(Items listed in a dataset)
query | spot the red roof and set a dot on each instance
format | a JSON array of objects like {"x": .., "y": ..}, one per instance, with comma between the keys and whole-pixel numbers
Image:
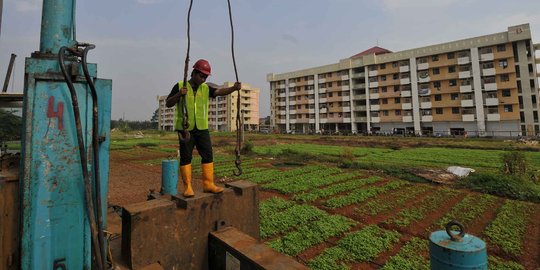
[{"x": 374, "y": 50}]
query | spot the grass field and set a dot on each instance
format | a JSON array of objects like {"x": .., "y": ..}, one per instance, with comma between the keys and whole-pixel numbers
[{"x": 361, "y": 217}]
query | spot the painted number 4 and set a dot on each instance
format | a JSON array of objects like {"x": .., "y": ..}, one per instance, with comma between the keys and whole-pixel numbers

(Your goal)
Print all of the entries above again, word for word, but leave the pictures out.

(Output of the task)
query | spot the red roof and set a dot on each instance
format | a JSON array of objects like {"x": .., "y": ..}, one per instance, with comma between the keys and whole-pixel numbers
Image:
[{"x": 374, "y": 50}]
query | spot the grass field and set a dot on each instance
format | a JSON array of objects like {"x": .., "y": ..}, one per instance, with comma between the keys and whole-pixel numbers
[{"x": 361, "y": 217}]
query | spot the painted number 4 and set a dot on each instance
format | a JSON array of objects like {"x": .., "y": ..}, one per instance, with comma between the keys and whole-pixel numbers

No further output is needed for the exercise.